• [练习任务 1] 把关于字符串拆分的帖子中从“带条件将字符串拆分为多个字符串”到“l_max = len(word)”的这一段重写一遍，其中的“vowels”一律替换为“vowel_set”。

带条件将字符串拆分为多个字符串

Question

以下代码在每次当前字母为辅音而下一个字母为元音时，将字符串作为输入并将其拆分为字符串列表。这很慢，我该如何改善？谢谢

def count_syllables(word):
    word= list(word)
    vowels= {"a":1,"e":2,"i":3,"o":4,"u":5,"y":6,"j":7}
    s = word[0]
    syllables = [ ]
    count = 1
    l_max = len(word)
    while count != l_max :
        if word[count] not in vowels and word[count-1] in vowels:
            syllables.append(s)
            s = word[count]
            count += 1
        else:
            s += word[count]
            count += 1
    syllables.append(s)

    value1 = len(syllables)
    value2 = syllables[-1]
    return (value1, value2)

Answer 1

您可以尝试使用正则表达式

import re

def count_syllables(word):
    syllables = re.findall("[bcdfghjklmnpqrstvwxy]+[aeiouy]*", word)
    return len(syllables), syllables

Answer 2

尝试一下

def count_syl(word:str):
    vowels = set("eyuioa")
    syllables = []
    count = 0
    i = 0
    while i < len(word) - 1:
        if word[i] in vowels and word[i + 1] not in vowels:
            syb = word[count:i+1]
            count = i + 1
            syllables.append(syb)
        i += 1
    syllables.append(word[count:])
    return (len(syllables), syllables)

• [练习任务 2] 原样输出条目中从开头到含有“pixel 339 172”的那一行为止的所有行，首尾两行都包括在内。

• [所给数据]
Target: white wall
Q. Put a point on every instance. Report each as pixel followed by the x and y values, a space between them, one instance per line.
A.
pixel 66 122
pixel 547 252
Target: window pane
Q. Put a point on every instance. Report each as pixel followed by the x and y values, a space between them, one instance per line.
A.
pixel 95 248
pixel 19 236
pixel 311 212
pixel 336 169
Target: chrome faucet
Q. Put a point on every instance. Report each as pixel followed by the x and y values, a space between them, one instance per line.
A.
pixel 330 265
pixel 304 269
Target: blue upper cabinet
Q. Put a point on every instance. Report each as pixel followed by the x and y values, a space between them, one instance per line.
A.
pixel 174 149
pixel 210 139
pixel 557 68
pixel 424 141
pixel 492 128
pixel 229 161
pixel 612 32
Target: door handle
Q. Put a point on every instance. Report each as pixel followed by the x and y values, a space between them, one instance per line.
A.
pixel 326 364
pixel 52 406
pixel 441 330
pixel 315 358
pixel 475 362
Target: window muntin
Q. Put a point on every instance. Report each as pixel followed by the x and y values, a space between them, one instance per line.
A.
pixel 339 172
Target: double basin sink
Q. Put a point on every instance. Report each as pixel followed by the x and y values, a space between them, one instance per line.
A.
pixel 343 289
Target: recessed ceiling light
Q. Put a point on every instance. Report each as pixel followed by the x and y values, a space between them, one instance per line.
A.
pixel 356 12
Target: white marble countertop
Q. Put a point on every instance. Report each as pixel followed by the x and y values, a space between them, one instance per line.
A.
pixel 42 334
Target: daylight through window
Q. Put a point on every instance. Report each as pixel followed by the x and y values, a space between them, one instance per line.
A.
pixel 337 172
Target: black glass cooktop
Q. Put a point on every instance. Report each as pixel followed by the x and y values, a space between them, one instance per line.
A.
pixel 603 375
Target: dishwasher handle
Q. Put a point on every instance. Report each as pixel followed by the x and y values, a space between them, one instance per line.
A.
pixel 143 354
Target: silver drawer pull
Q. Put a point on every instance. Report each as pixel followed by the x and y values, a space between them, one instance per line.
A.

• [参考答案 1]
带条件将字符串拆分为多个字符串

Question

以下代码在每次当前字母为辅音而下一个字母为元音时，将字符串作为输入并将其拆分为字符串列表。这很慢，我该如何改善？谢谢

def count_syllables(word):
    word= list(word)
    vowel_set= {"a":1,"e":2,"i":3,"o":4,"u":5,"y":6,"j":7}
    s = word[0]
    syllables = [ ]
    count = 1
    l_max = len(word)

• [参考答案 2]
Target: white wall
Q. Put a point on every instance. Report each as pixel followed by the x and y values, a space between them, one instance per line.
A.
pixel 66 122
pixel 547 252
Target: window pane
Q. Put a point on every instance. Report each as pixel followed by the x and y values, a space between them, one instance per line.
A.
pixel 95 248
pixel 19 236
pixel 311 212
pixel 336 169
Target: chrome faucet
Q. Put a point on every instance. Report each as pixel followed by the x and y values, a space between them, one instance per line.
A.
pixel 330 265
pixel 304 269
Target: blue upper cabinet
Q. Put a point on every instance. Report each as pixel followed by the x and y values, a space between them, one instance per line.
A.
pixel 174 149
pixel 210 139
pixel 557 68
pixel 424 141
pixel 492 128
pixel 229 161
pixel 612 32
Target: door handle
Q. Put a point on every instance. Report each as pixel followed by the x and y values, a space between them, one instance per line.
A.
pixel 326 364
pixel 52 406
pixel 441 330
pixel 315 358
pixel 475 362
Target: window muntin
Q. Put a point on every instance. Report each as pixel followed by the x and y values, a space between them, one instance per line.
A.
pixel 339 172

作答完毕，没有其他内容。